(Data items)
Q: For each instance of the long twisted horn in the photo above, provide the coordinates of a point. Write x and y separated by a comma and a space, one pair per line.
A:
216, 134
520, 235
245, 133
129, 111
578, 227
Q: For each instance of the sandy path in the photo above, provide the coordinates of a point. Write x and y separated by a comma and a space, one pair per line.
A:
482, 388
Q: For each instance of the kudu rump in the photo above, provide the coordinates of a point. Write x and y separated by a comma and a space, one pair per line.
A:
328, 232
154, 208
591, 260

> _Stated task_
Rewrite all of the lines above, changing "sandy path" to "dirt track" and leaving everything else as it is.

> _Expected answer_
Q: For each instance of the long twisted horn in the photo above, provide the coordinates of a point. Write x and y separated by a comma and a space, one pair per line.
A:
216, 134
520, 235
245, 133
129, 111
578, 227
Q: For each instance of the dirt track in the photo above, provide the coordinates of a point. Write x and y separated by a comma and a space, one pair per line.
A:
482, 388
Q: For each instance of the kudu rump in the photo above, provide the coordinates of a point. Write x and y separated by a comma and a space, one pair per line.
A:
328, 232
154, 208
591, 260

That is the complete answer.